→ WHAT YOU SHOULD DO:
Find and copy each line in the material below where the string "relief" occurs.
*** Opening of DATA IN THIS EXERCISE ***
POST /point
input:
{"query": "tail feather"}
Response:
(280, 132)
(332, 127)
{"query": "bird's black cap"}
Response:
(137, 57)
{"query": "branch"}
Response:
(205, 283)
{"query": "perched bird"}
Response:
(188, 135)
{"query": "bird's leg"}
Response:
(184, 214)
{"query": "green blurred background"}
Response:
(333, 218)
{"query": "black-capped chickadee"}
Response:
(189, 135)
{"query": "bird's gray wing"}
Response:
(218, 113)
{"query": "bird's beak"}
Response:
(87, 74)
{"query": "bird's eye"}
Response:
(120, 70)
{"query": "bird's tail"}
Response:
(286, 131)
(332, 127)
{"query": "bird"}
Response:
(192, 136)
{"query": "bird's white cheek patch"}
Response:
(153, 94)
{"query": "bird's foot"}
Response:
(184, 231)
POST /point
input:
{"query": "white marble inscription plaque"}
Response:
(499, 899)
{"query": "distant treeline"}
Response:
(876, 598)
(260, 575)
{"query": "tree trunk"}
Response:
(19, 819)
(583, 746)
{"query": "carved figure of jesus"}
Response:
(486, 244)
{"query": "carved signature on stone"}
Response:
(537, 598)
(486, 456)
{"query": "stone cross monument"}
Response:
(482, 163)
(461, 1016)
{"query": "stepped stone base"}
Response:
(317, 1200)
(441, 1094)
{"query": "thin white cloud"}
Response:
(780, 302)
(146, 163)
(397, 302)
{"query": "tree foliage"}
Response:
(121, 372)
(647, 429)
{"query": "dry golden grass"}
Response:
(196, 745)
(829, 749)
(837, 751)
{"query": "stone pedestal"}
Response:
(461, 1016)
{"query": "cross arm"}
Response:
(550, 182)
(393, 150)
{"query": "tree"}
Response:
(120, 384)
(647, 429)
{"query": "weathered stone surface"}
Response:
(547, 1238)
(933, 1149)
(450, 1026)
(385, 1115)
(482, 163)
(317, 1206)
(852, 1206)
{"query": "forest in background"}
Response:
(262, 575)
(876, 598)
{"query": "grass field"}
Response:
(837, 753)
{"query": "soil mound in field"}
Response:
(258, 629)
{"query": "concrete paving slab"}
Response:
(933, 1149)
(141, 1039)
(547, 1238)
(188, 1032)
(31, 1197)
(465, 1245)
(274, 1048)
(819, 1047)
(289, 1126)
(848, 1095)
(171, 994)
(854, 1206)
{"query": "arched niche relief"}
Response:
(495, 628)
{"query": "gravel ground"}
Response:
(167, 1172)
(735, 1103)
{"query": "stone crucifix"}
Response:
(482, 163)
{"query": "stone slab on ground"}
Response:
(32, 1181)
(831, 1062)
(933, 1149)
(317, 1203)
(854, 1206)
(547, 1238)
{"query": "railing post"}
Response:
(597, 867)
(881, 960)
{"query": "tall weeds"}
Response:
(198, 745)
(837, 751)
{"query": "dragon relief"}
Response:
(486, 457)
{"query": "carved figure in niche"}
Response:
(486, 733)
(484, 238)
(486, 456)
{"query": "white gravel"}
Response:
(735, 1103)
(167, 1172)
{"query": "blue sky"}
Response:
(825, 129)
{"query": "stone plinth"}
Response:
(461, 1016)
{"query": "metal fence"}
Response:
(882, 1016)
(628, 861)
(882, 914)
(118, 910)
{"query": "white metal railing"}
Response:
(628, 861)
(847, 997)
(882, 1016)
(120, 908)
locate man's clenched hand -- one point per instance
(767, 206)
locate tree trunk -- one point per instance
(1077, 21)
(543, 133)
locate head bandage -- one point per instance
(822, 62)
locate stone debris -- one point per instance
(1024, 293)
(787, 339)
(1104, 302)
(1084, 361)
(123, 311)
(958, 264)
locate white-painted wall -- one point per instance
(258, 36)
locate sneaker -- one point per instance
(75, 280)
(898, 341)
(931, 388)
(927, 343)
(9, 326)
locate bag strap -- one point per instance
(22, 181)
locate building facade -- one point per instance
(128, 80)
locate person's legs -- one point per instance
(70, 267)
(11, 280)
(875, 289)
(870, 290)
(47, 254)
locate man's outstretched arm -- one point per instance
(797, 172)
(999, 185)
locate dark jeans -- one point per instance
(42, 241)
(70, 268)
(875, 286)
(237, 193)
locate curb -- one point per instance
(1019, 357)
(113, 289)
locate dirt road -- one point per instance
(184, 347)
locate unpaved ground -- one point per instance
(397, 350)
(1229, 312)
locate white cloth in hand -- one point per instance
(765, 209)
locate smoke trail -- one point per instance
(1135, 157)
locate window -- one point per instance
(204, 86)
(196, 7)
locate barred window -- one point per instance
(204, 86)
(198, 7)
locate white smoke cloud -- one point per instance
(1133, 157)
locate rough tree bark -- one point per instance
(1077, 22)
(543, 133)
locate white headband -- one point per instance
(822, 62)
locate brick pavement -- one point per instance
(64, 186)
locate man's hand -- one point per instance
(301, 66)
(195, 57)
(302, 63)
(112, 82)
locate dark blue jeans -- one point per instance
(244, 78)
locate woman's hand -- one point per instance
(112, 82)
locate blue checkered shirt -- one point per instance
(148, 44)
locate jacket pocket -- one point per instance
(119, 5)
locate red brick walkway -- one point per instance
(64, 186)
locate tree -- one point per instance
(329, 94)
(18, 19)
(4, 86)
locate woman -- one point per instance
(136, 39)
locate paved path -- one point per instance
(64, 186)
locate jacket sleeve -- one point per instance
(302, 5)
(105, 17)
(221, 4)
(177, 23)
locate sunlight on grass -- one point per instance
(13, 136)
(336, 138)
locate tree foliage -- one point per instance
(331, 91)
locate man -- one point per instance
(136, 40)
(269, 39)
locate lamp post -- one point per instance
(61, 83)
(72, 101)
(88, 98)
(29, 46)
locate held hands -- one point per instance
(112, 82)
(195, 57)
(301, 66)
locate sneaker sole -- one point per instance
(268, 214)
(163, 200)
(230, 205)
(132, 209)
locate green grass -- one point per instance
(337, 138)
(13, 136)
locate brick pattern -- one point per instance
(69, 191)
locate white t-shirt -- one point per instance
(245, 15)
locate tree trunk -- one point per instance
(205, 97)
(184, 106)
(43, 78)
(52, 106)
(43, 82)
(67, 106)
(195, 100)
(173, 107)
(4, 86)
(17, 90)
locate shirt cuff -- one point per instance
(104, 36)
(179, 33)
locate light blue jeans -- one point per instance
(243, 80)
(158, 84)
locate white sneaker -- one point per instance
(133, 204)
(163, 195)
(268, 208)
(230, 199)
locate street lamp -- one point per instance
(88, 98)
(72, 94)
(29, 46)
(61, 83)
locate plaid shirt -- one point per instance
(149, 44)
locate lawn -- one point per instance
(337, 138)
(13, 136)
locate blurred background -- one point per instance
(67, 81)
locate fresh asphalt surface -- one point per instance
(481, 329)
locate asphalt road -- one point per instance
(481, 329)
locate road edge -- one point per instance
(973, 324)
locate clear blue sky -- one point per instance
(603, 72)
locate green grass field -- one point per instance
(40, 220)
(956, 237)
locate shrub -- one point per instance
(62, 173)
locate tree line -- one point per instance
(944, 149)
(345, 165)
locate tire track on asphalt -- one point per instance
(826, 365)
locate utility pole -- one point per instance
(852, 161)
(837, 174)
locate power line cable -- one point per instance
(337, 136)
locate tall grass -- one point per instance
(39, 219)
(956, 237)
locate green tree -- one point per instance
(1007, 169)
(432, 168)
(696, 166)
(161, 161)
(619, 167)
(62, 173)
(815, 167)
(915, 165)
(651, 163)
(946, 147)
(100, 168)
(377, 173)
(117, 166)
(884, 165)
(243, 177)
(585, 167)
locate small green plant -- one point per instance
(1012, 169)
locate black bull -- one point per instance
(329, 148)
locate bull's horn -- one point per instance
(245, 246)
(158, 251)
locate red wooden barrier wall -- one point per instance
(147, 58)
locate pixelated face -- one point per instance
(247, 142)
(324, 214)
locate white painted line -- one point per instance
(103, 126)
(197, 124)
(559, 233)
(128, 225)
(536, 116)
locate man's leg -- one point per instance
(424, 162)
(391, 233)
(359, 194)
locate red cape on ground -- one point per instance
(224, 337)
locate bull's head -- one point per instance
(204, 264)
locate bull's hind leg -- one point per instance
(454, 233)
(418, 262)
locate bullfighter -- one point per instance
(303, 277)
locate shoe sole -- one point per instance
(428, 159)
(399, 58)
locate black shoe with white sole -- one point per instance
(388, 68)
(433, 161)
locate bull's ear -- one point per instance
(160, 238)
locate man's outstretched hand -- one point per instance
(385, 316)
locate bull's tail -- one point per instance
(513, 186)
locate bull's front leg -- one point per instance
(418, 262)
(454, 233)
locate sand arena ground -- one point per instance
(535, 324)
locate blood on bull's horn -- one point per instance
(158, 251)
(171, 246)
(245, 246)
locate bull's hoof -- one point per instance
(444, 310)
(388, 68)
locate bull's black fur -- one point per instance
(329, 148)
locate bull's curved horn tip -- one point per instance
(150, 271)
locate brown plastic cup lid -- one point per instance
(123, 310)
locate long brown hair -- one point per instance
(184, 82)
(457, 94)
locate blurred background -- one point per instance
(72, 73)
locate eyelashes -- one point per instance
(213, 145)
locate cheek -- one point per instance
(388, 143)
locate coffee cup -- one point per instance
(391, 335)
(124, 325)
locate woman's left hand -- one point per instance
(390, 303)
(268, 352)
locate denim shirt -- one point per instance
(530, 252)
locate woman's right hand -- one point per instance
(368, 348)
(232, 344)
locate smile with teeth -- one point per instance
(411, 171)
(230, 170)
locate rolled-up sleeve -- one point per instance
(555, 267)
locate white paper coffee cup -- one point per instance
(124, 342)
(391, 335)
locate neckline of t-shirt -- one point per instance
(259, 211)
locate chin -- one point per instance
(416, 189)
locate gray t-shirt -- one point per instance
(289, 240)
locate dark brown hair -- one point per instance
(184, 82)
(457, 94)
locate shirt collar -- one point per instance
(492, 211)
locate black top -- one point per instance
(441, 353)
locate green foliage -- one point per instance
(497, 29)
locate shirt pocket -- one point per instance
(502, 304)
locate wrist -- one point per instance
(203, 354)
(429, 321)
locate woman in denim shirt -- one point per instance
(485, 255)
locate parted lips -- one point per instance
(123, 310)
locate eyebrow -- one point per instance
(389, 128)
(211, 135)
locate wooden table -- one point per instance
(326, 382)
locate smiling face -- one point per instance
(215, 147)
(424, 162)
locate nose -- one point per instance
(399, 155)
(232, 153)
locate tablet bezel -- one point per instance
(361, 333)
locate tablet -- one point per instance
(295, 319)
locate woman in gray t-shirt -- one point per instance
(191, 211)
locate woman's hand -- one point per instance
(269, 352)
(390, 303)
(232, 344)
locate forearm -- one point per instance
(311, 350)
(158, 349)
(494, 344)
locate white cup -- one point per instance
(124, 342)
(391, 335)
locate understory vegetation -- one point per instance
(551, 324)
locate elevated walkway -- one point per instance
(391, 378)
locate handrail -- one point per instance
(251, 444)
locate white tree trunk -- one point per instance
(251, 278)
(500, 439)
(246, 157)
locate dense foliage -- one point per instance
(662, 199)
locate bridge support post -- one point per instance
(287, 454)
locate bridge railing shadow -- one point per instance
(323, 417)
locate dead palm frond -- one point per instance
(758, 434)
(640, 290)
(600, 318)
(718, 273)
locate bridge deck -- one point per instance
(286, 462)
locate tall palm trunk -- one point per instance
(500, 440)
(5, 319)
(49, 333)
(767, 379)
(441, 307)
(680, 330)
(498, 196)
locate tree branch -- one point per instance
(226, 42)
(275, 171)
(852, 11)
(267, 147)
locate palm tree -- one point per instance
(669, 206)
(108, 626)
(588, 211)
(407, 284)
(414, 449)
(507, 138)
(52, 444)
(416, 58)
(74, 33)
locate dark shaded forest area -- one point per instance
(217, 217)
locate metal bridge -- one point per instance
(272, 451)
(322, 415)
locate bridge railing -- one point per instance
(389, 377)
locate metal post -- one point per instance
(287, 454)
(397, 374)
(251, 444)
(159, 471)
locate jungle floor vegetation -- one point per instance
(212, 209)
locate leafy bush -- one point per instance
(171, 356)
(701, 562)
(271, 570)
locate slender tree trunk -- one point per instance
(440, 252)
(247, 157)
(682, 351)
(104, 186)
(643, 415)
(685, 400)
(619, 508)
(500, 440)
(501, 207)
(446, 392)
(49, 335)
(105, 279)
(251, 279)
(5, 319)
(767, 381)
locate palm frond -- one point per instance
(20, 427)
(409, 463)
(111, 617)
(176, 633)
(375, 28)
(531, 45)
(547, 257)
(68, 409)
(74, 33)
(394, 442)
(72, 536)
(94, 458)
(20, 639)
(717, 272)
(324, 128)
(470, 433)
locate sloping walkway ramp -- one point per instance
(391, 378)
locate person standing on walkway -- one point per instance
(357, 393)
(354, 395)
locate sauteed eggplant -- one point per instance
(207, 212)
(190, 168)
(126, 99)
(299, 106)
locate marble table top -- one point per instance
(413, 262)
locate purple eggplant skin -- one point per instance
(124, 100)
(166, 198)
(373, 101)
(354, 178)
*** Close of DATA IN THIS EXERCISE ***
→ RESULT OF THE TASK:
{"query": "arched niche relief"}
{"query": "dragon relief"}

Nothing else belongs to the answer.